(Source data)
_ _ _
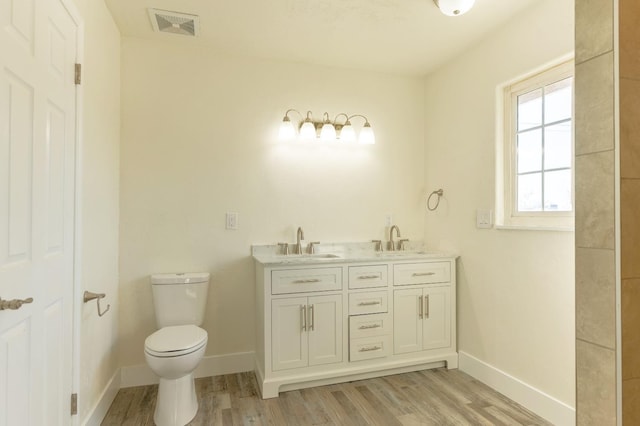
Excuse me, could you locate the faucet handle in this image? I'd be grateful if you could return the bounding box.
[278,243,289,255]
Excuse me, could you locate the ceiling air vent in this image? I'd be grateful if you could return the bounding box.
[149,9,199,37]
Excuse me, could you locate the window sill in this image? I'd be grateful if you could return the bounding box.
[495,225,575,232]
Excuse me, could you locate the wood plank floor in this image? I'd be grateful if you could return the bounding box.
[102,368,551,426]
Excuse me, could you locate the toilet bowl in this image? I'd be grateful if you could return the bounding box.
[144,272,209,426]
[144,325,208,426]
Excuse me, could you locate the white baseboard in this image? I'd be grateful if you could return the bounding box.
[80,368,120,426]
[458,351,576,426]
[120,352,255,388]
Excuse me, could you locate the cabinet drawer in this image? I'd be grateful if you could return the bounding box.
[349,290,388,315]
[349,265,388,289]
[349,334,391,361]
[393,262,451,285]
[271,268,342,294]
[349,314,393,339]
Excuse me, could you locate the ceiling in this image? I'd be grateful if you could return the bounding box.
[105,0,540,75]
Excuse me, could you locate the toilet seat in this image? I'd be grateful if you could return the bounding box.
[144,325,207,357]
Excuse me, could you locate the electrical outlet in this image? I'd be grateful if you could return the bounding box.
[225,212,238,230]
[476,209,493,229]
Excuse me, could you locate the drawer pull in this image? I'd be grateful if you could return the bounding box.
[358,301,382,306]
[358,324,382,330]
[293,278,320,284]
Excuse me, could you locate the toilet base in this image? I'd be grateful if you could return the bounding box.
[153,373,198,426]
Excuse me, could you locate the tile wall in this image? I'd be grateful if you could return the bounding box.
[619,0,640,425]
[575,0,616,426]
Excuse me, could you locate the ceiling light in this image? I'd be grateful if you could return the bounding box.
[433,0,476,16]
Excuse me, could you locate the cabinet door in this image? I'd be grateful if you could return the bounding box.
[271,297,308,371]
[422,286,451,350]
[393,288,422,354]
[307,294,342,365]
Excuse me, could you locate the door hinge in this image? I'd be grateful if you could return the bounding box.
[71,393,78,416]
[75,64,82,84]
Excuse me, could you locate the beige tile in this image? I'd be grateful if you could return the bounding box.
[575,151,615,249]
[620,78,640,178]
[619,0,640,79]
[622,279,640,380]
[620,179,640,279]
[575,53,614,155]
[576,340,616,426]
[575,0,613,63]
[576,248,616,349]
[622,379,640,425]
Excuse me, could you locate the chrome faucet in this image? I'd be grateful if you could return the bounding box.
[296,226,304,254]
[389,225,400,251]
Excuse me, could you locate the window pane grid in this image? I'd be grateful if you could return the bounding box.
[515,77,573,212]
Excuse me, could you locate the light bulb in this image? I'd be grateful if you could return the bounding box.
[278,116,296,141]
[358,122,376,145]
[434,0,475,16]
[300,120,316,141]
[340,121,356,142]
[320,123,336,142]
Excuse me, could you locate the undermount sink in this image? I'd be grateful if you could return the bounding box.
[277,253,342,262]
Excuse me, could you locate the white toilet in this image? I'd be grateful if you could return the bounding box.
[144,272,209,426]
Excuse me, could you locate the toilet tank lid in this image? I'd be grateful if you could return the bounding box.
[151,272,209,284]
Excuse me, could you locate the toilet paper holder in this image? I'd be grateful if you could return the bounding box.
[83,291,111,317]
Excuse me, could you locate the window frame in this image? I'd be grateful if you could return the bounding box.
[496,58,575,231]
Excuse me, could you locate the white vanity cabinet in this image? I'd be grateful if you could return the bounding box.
[255,255,458,398]
[271,294,342,371]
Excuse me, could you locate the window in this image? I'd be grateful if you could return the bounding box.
[496,62,574,229]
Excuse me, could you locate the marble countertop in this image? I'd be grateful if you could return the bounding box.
[251,241,457,265]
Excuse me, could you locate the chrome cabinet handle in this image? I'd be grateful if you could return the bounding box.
[0,297,33,311]
[358,346,382,352]
[358,324,382,330]
[300,305,307,331]
[358,302,382,306]
[424,294,429,319]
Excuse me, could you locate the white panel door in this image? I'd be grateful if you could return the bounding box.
[271,297,308,371]
[307,294,342,365]
[393,288,422,354]
[0,0,77,426]
[422,286,451,350]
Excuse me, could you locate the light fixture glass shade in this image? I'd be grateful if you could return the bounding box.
[278,117,296,141]
[340,121,356,142]
[433,0,476,16]
[300,121,316,141]
[320,123,336,142]
[358,122,376,145]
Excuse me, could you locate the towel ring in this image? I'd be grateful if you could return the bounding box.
[427,188,444,211]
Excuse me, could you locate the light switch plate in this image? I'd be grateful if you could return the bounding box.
[225,212,238,230]
[476,209,493,229]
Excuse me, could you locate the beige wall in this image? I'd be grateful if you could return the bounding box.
[120,38,425,366]
[75,0,120,422]
[424,0,575,406]
[575,0,617,426]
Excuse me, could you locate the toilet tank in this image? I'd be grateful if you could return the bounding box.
[151,272,209,328]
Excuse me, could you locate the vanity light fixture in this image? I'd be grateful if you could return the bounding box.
[433,0,476,16]
[278,109,375,145]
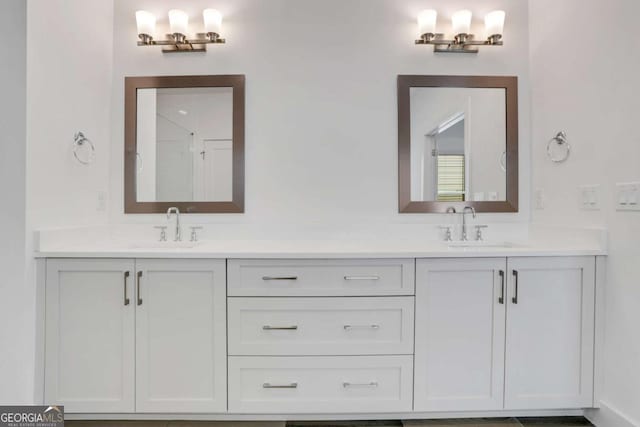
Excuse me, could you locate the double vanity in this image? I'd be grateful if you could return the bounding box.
[36,70,606,420]
[38,234,604,419]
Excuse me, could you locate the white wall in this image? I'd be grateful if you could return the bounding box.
[110,0,530,227]
[27,0,113,228]
[0,0,27,404]
[21,0,113,401]
[10,0,530,400]
[529,0,640,425]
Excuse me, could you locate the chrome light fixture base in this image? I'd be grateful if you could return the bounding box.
[138,33,226,53]
[416,33,503,53]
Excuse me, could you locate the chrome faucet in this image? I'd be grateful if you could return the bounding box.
[462,206,476,242]
[167,208,182,242]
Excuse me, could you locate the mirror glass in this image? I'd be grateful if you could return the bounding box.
[409,87,507,202]
[136,87,233,202]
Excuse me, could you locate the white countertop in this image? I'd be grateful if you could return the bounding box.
[35,236,606,259]
[34,225,607,259]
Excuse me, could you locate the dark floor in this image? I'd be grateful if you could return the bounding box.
[65,417,592,427]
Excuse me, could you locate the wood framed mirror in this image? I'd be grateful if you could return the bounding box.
[124,75,245,214]
[398,75,518,213]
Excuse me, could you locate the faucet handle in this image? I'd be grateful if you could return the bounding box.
[476,225,489,242]
[189,226,203,242]
[439,225,453,242]
[153,225,167,242]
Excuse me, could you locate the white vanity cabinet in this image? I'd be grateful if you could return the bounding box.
[414,257,595,411]
[135,259,227,413]
[45,259,227,413]
[44,259,135,413]
[228,259,415,414]
[414,258,507,411]
[505,257,595,409]
[44,256,603,419]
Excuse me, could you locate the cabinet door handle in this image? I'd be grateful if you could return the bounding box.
[124,271,131,305]
[262,325,298,331]
[342,381,378,388]
[262,383,298,388]
[344,276,380,281]
[344,325,380,331]
[262,276,298,282]
[136,271,142,305]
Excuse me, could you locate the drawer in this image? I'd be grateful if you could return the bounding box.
[229,356,413,414]
[227,259,415,296]
[228,297,414,356]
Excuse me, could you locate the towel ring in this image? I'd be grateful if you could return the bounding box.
[500,151,507,172]
[547,132,571,163]
[73,132,96,165]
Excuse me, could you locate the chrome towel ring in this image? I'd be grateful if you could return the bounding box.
[547,132,571,163]
[73,132,96,165]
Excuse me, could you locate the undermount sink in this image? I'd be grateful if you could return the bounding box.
[129,241,201,249]
[447,240,515,249]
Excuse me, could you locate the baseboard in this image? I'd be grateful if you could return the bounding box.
[65,409,584,427]
[584,402,640,427]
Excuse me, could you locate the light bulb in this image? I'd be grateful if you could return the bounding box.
[451,10,471,36]
[136,10,156,37]
[484,10,505,37]
[169,9,189,35]
[418,9,438,36]
[202,9,222,35]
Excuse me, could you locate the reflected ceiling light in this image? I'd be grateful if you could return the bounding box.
[416,9,506,53]
[136,9,226,53]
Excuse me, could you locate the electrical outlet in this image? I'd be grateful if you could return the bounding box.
[535,189,545,211]
[616,182,640,211]
[96,191,107,212]
[580,185,601,211]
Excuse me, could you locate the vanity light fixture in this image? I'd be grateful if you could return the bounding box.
[416,9,506,53]
[136,9,226,53]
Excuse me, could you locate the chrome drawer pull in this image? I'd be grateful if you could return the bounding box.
[262,276,298,282]
[262,383,298,388]
[342,381,378,388]
[262,325,298,331]
[344,325,380,331]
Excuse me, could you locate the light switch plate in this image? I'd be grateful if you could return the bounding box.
[615,182,640,211]
[580,185,601,211]
[535,188,545,211]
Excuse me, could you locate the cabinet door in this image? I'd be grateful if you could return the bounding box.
[135,259,227,413]
[45,259,135,413]
[414,258,506,411]
[505,257,595,409]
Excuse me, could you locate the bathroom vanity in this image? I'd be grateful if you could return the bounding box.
[38,242,605,419]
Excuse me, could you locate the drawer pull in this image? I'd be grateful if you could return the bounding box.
[262,325,298,331]
[262,383,298,388]
[344,325,380,331]
[262,276,298,282]
[344,276,380,281]
[124,271,131,305]
[342,381,378,388]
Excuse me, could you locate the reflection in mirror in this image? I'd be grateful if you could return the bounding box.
[410,87,507,202]
[136,87,233,202]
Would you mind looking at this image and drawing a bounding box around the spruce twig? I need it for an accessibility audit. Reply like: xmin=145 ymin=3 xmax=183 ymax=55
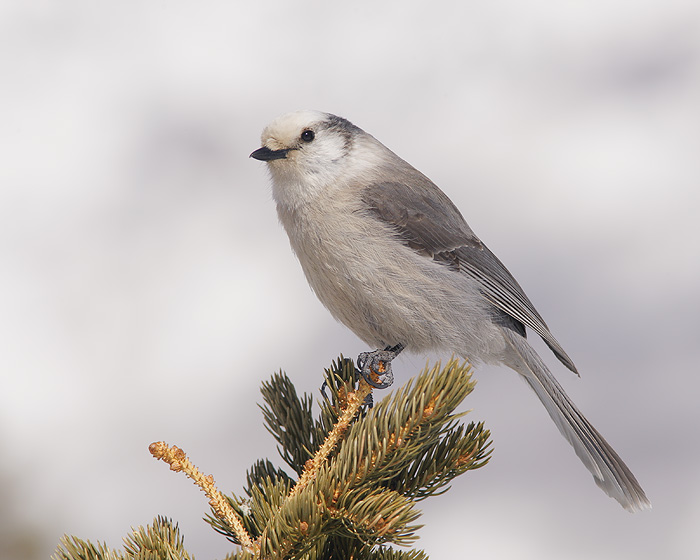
xmin=148 ymin=441 xmax=260 ymax=554
xmin=288 ymin=379 xmax=372 ymax=498
xmin=55 ymin=356 xmax=490 ymax=560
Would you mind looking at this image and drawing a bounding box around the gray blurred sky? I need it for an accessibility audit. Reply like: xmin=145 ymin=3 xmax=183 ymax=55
xmin=0 ymin=0 xmax=700 ymax=560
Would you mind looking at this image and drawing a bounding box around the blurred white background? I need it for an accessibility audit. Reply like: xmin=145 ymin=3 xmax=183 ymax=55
xmin=0 ymin=0 xmax=700 ymax=560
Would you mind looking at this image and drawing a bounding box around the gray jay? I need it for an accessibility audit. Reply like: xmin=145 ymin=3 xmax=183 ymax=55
xmin=251 ymin=111 xmax=651 ymax=511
_ _ _
__EXERCISE__.
Convert the source data, from its first line through the line containing "[153,373,198,426]", into a Markdown table with the columns "Row" and "Line text," omitting blank lines and the pictures.

__OUTPUT OF THE EXERCISE__.
| Row | Line text |
|---|---|
| 1 | Excuse me, could you locate the faucet handle in this image? I'd be grateful if you could return the bounding box. |
| 2 | [278,243,289,255] |
| 3 | Excuse me, could you locate the ceiling air vent in this image? I'd be grateful if you could return the bounding box. |
| 4 | [149,9,199,37] |
| 5 | Excuse me, could you locate the window sill in this image? I'd be grateful if you could return the bounding box. |
| 6 | [495,225,575,232] |
| 7 | Excuse me, could you locate the wood plank floor in this image? I'd be grateful if you could return the bounding box. |
| 8 | [102,368,551,426] |
| 9 | Excuse me, could you locate the toilet bowl in this image? I'd be grateful if you could return the bounding box. |
| 10 | [144,272,209,426] |
| 11 | [144,325,208,426] |
| 12 | Excuse me, could you locate the white baseboard in this image? I'd be grateful if you could return the bounding box. |
| 13 | [80,368,120,426] |
| 14 | [458,351,576,426] |
| 15 | [120,352,255,388] |
| 16 | Excuse me, could you locate the cabinet drawer in this image? I'd be grateful if you could return the bounding box. |
| 17 | [349,290,388,315] |
| 18 | [349,265,388,289] |
| 19 | [349,334,391,361] |
| 20 | [393,262,451,285] |
| 21 | [271,268,342,294] |
| 22 | [349,314,393,339] |
| 23 | Excuse me, could you locate the ceiling in this image? I'd be grateful if you could return the bounding box. |
| 24 | [105,0,540,75] |
| 25 | Excuse me, could you locate the toilet seat in this image? I'd be grateful if you could return the bounding box. |
| 26 | [144,325,207,357] |
| 27 | Excuse me, could you locate the electrical outlet in this image? I'd be grateful if you could return the bounding box. |
| 28 | [225,212,238,230] |
| 29 | [476,209,493,229] |
| 30 | Excuse me, could you locate the drawer pull in this image? I'd be grateful if you could return the bounding box. |
| 31 | [358,301,382,306] |
| 32 | [358,324,382,330] |
| 33 | [293,278,320,284] |
| 34 | Excuse me, could you locate the toilet base in this image? I'd be grateful if you could return the bounding box. |
| 35 | [153,373,198,426] |